__Data provided__.
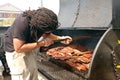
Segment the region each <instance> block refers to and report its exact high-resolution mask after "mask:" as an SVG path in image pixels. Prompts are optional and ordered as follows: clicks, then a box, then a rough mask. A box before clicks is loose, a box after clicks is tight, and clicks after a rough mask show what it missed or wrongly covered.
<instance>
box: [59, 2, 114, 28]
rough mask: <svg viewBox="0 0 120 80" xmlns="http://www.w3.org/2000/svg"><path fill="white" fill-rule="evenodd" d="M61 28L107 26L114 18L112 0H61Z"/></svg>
mask: <svg viewBox="0 0 120 80" xmlns="http://www.w3.org/2000/svg"><path fill="white" fill-rule="evenodd" d="M58 19H59V22H60V23H61V26H60V28H64V27H77V28H91V27H92V28H106V27H108V26H109V25H110V23H111V20H112V0H60V11H59V14H58Z"/></svg>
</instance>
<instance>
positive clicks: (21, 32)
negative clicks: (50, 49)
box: [5, 8, 72, 80]
mask: <svg viewBox="0 0 120 80" xmlns="http://www.w3.org/2000/svg"><path fill="white" fill-rule="evenodd" d="M58 26H59V25H58V19H57V15H56V14H55V13H54V12H53V11H51V10H49V9H47V8H40V9H37V10H32V11H31V10H29V11H26V12H24V13H22V14H20V15H19V16H18V17H17V18H16V19H15V21H14V23H13V25H12V26H11V27H10V28H9V29H8V30H7V32H6V34H5V52H6V59H7V62H8V66H9V68H10V71H11V77H12V80H38V70H37V66H36V60H35V58H34V51H33V50H34V49H36V48H39V47H42V46H50V45H51V44H53V43H54V40H59V39H65V40H64V41H62V43H64V44H69V43H70V42H71V41H72V38H71V37H69V36H65V37H61V36H57V35H55V34H52V32H53V31H54V30H55V29H57V28H58ZM40 37H42V39H41V40H38V39H39V38H40Z"/></svg>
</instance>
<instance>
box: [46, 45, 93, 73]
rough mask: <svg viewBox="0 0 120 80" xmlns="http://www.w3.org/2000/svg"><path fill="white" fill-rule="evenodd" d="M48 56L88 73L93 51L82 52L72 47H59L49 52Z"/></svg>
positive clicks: (77, 49) (75, 68) (74, 67)
mask: <svg viewBox="0 0 120 80" xmlns="http://www.w3.org/2000/svg"><path fill="white" fill-rule="evenodd" d="M47 55H50V56H52V57H53V58H55V59H58V60H61V61H63V62H65V63H66V64H68V65H69V66H71V67H73V68H75V69H77V70H79V71H80V70H82V71H87V70H88V68H89V63H90V61H91V57H92V54H91V51H84V52H82V51H80V50H78V49H75V47H74V48H72V47H70V46H66V47H64V46H59V47H56V48H51V49H49V50H48V51H47Z"/></svg>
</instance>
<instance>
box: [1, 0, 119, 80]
mask: <svg viewBox="0 0 120 80" xmlns="http://www.w3.org/2000/svg"><path fill="white" fill-rule="evenodd" d="M119 2H120V1H119V0H113V1H112V0H60V11H59V15H58V19H59V22H60V23H61V26H60V27H59V29H57V30H56V31H54V32H53V33H54V34H57V35H61V36H62V35H69V36H71V37H72V38H73V41H72V43H71V44H69V45H74V46H81V50H83V51H84V50H91V51H92V59H91V62H90V66H89V69H88V70H87V72H84V71H78V70H76V69H74V68H72V67H70V66H68V65H67V64H65V63H64V62H63V61H60V60H58V59H55V58H53V57H51V56H47V55H46V52H47V51H48V50H49V49H50V48H54V47H58V46H66V45H63V44H61V43H59V42H56V43H55V44H54V45H51V46H50V47H48V48H46V49H45V48H44V50H42V49H41V48H40V49H39V52H38V66H39V69H38V70H39V72H40V73H42V74H43V75H44V76H46V77H47V78H48V80H119V79H120V69H119V68H120V53H119V52H120V47H119V44H120V35H119V34H120V29H119V24H120V23H119V21H120V20H119V19H120V18H119V17H120V16H119V14H120V10H119V4H118V3H119ZM112 5H113V6H112ZM6 30H7V28H5V27H1V29H0V33H2V32H4V31H6ZM69 45H68V46H69Z"/></svg>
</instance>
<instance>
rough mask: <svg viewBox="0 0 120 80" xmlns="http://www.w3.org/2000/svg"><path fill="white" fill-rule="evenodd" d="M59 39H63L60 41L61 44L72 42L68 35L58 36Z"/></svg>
mask: <svg viewBox="0 0 120 80" xmlns="http://www.w3.org/2000/svg"><path fill="white" fill-rule="evenodd" d="M60 39H64V40H63V41H61V43H63V44H70V43H71V42H72V38H71V37H70V36H62V37H60Z"/></svg>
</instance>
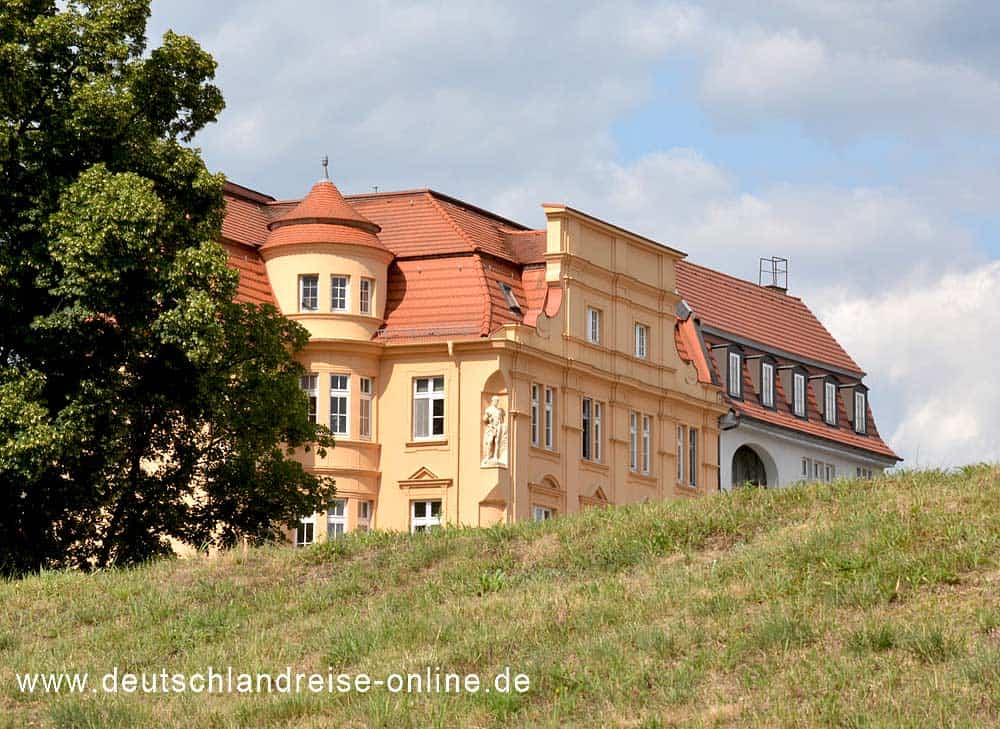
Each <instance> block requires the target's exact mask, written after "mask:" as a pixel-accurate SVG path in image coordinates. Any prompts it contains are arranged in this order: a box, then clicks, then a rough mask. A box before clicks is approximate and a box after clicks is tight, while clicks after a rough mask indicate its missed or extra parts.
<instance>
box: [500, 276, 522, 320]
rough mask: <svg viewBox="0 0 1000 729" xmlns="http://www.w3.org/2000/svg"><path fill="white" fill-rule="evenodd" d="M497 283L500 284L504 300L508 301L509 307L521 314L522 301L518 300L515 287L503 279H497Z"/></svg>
mask: <svg viewBox="0 0 1000 729" xmlns="http://www.w3.org/2000/svg"><path fill="white" fill-rule="evenodd" d="M497 283H498V284H499V285H500V292H501V293H502V294H503V297H504V300H505V301H506V302H507V308H508V309H510V310H511V311H512V312H514V313H515V314H520V313H521V303H520V302H519V301H518V300H517V296H516V295H515V294H514V289H513V288H511V286H510V284H507V283H504V282H503V281H497Z"/></svg>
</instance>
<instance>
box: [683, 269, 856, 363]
mask: <svg viewBox="0 0 1000 729" xmlns="http://www.w3.org/2000/svg"><path fill="white" fill-rule="evenodd" d="M677 290H678V292H679V293H680V295H681V296H682V297H683V298H684V300H685V301H687V302H688V304H689V305H690V306H691V308H692V309H694V312H695V315H696V316H697V317H698V318H699V319H700V320H701V323H702V324H703V325H706V326H710V327H713V328H715V329H718V330H720V331H723V332H726V333H727V334H731V335H734V336H738V337H742V338H744V339H749V340H752V341H754V342H757V343H759V344H761V345H763V346H765V347H771V348H773V349H776V350H779V351H781V352H787V353H788V354H792V355H798V356H800V357H803V358H806V359H809V360H814V361H816V362H820V363H823V364H825V365H828V366H831V367H834V368H840V369H842V370H846V371H848V372H851V373H854V374H856V375H859V376H860V375H862V374H864V373H863V371H862V370H861V368H860V367H859V366H858V363H857V362H855V361H854V360H853V359H852V358H851V356H850V355H849V354H847V352H845V351H844V348H843V347H841V346H840V344H839V343H838V342H837V340H836V339H834V338H833V336H832V335H831V334H830V332H828V331H827V330H826V327H824V326H823V325H822V324H821V323H820V322H819V320H818V319H817V318H816V317H815V315H814V314H813V313H812V312H811V311H810V310H809V307H807V306H806V305H805V304H804V303H803V302H802V300H801V299H799V298H797V297H795V296H789V295H788V294H783V293H780V292H777V291H772V290H770V289H766V288H763V287H761V286H758V285H756V284H754V283H751V282H749V281H744V280H742V279H738V278H734V277H733V276H728V275H726V274H724V273H720V272H719V271H713V270H712V269H710V268H705V267H703V266H698V265H696V264H694V263H690V262H689V261H678V262H677Z"/></svg>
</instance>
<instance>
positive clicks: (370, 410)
mask: <svg viewBox="0 0 1000 729" xmlns="http://www.w3.org/2000/svg"><path fill="white" fill-rule="evenodd" d="M372 389H373V386H372V378H370V377H362V378H361V398H360V400H359V401H358V437H359V438H363V439H364V440H371V437H372Z"/></svg>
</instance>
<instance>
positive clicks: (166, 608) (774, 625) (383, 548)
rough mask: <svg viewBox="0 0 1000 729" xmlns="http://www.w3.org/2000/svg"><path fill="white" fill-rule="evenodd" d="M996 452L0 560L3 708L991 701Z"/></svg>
mask: <svg viewBox="0 0 1000 729" xmlns="http://www.w3.org/2000/svg"><path fill="white" fill-rule="evenodd" d="M998 558H1000V469H997V468H996V467H986V466H983V467H974V468H973V467H970V468H967V469H965V470H964V471H963V472H961V473H958V474H945V473H941V472H922V473H911V474H902V475H899V476H895V477H891V478H886V479H883V480H879V481H874V482H853V481H842V482H837V483H834V484H828V485H822V484H817V485H810V486H805V487H801V488H791V489H786V490H781V491H745V492H742V493H737V494H734V495H729V496H726V495H718V496H713V497H710V498H705V499H700V500H696V501H689V502H683V503H656V504H645V505H637V506H632V507H626V508H620V509H610V510H592V511H588V512H586V513H584V514H581V515H578V516H573V517H568V518H565V519H560V520H556V521H554V522H549V523H546V524H539V525H533V524H526V525H519V526H516V527H513V528H494V529H488V530H444V531H440V532H437V533H434V534H428V535H416V536H409V535H399V534H370V535H357V536H350V537H348V538H345V539H343V540H340V541H338V542H336V543H333V544H325V545H320V546H316V547H313V548H309V549H306V550H298V551H296V550H292V549H289V548H268V549H261V550H251V551H249V552H248V553H246V554H241V553H239V552H234V553H231V554H227V555H223V556H222V557H220V558H218V559H213V560H197V561H164V562H159V563H155V564H151V565H149V566H146V567H142V568H139V569H135V570H127V571H110V572H107V573H102V574H95V575H82V574H73V573H52V574H44V575H41V576H37V577H32V578H29V579H25V580H22V581H16V582H7V583H0V727H22V726H33V725H38V726H60V727H130V726H166V727H174V726H176V727H249V726H254V727H285V726H295V727H328V726H341V727H345V726H358V727H362V726H385V727H425V726H439V727H454V726H481V727H492V726H523V725H527V726H578V727H587V726H595V727H597V726H631V727H659V726H674V725H682V726H768V727H770V726H794V727H801V726H857V727H865V726H875V727H878V726H886V727H889V726H891V727H899V726H914V727H917V726H920V727H924V726H941V727H944V726H968V727H979V726H985V725H996V724H997V723H998V722H1000V572H998V563H1000V560H998ZM208 666H213V667H226V666H232V667H233V668H234V670H236V671H240V672H249V673H255V672H259V671H270V672H274V673H278V672H280V671H282V670H284V668H285V667H286V666H291V667H292V668H293V670H295V671H304V672H313V671H315V672H319V673H324V674H325V673H326V672H327V671H328V668H329V667H333V669H334V671H335V672H339V671H344V672H350V673H355V672H359V671H364V672H366V673H368V674H371V675H372V676H373V677H374V676H378V675H380V674H381V675H387V674H390V673H393V672H406V671H424V670H425V669H426V668H427V667H440V668H441V669H442V670H447V671H454V672H460V673H467V672H475V673H478V674H481V675H484V676H491V675H492V674H493V673H495V672H497V671H499V670H500V669H502V668H503V667H504V666H510V667H511V668H512V669H513V670H514V671H515V672H522V673H525V674H527V675H528V676H529V678H530V681H531V688H530V690H529V691H528V693H526V694H523V695H518V694H503V693H498V692H496V691H493V692H491V693H486V692H479V693H475V694H471V693H466V694H460V695H445V694H434V695H407V694H405V693H399V694H395V693H391V692H389V691H388V690H386V689H372V690H371V691H370V692H368V693H365V694H359V693H349V694H339V693H333V694H328V693H321V694H311V693H308V692H306V693H302V694H298V695H281V694H271V695H263V696H261V695H253V696H243V695H213V696H206V695H195V694H190V693H186V694H170V695H162V694H160V695H155V696H149V695H147V696H140V695H123V694H118V695H107V694H92V693H90V692H89V691H88V692H87V693H86V694H85V695H78V694H76V695H69V694H66V693H65V691H64V692H63V693H60V694H58V695H51V694H50V695H42V694H39V693H36V694H31V695H29V694H25V693H22V692H21V691H19V690H18V688H17V684H16V681H15V680H14V673H15V672H19V673H21V672H33V671H40V672H55V671H87V672H90V674H91V675H92V676H94V677H95V678H94V679H93V680H94V681H95V682H96V676H99V675H101V674H103V673H105V672H107V671H110V670H111V669H112V668H114V667H118V669H119V671H131V672H141V671H147V672H159V671H161V670H164V669H166V670H167V671H169V672H171V673H174V672H198V671H204V670H206V668H207V667H208Z"/></svg>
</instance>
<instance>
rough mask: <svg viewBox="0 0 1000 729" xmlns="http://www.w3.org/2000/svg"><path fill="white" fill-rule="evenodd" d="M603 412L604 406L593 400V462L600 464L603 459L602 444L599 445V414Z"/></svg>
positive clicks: (599, 436) (601, 436)
mask: <svg viewBox="0 0 1000 729" xmlns="http://www.w3.org/2000/svg"><path fill="white" fill-rule="evenodd" d="M603 410H604V406H603V405H601V403H599V402H597V400H594V460H595V461H597V462H598V463H600V461H601V458H603V456H602V454H601V451H602V443H601V438H602V436H601V412H602V411H603Z"/></svg>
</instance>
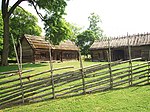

__Action item__. Everything from the first line of the listing above through the line that contains "56L88 73L93 51L82" is to be restated word for word, minus the pictures.

__Output__.
Segment the region each <instance> block refers to and report its exact high-resolution mask after "mask:" as an SVG path in image pixels. Prompts are optional and ordered as follows: clicks, then a box, then a rough mask. A box before clicks is loose, a box after clicks is tight, and clicks after a rough mask show what it missed or wrongly covered.
<instance>
box: [59, 2, 114, 28]
rough mask: <svg viewBox="0 0 120 80" xmlns="http://www.w3.org/2000/svg"><path fill="white" fill-rule="evenodd" d="M61 28L107 26L114 18L112 0H61Z"/></svg>
mask: <svg viewBox="0 0 120 80" xmlns="http://www.w3.org/2000/svg"><path fill="white" fill-rule="evenodd" d="M58 19H59V22H60V23H61V26H60V28H64V27H77V28H91V27H92V28H106V27H108V26H109V25H110V23H111V20H112V0H60V11H59V14H58Z"/></svg>
</instance>
<instance>
positive clicks: (21, 32)
negative clicks: (50, 49)
box: [5, 8, 72, 80]
mask: <svg viewBox="0 0 120 80" xmlns="http://www.w3.org/2000/svg"><path fill="white" fill-rule="evenodd" d="M58 26H59V25H58V19H57V15H56V14H55V13H54V12H53V11H51V10H49V9H47V8H40V9H37V10H32V11H31V10H29V11H26V12H24V13H22V14H20V15H19V16H18V17H17V18H16V19H15V21H14V23H13V25H12V26H11V27H10V28H9V29H8V30H7V32H6V34H5V52H6V59H7V62H8V66H9V68H10V71H11V77H12V80H38V70H37V66H36V60H35V58H34V51H33V50H34V49H36V48H39V47H42V46H50V45H51V44H53V43H54V40H59V39H65V40H64V41H62V43H64V44H69V43H70V42H71V41H72V38H71V37H69V36H65V37H61V36H57V35H55V34H52V32H53V31H54V30H55V29H57V28H58ZM40 37H42V39H41V40H38V39H39V38H40Z"/></svg>
</instance>
<instance>
box: [46, 45, 93, 73]
rough mask: <svg viewBox="0 0 120 80" xmlns="http://www.w3.org/2000/svg"><path fill="white" fill-rule="evenodd" d="M48 56L88 73L93 51L82 52L72 47H59L49 52Z"/></svg>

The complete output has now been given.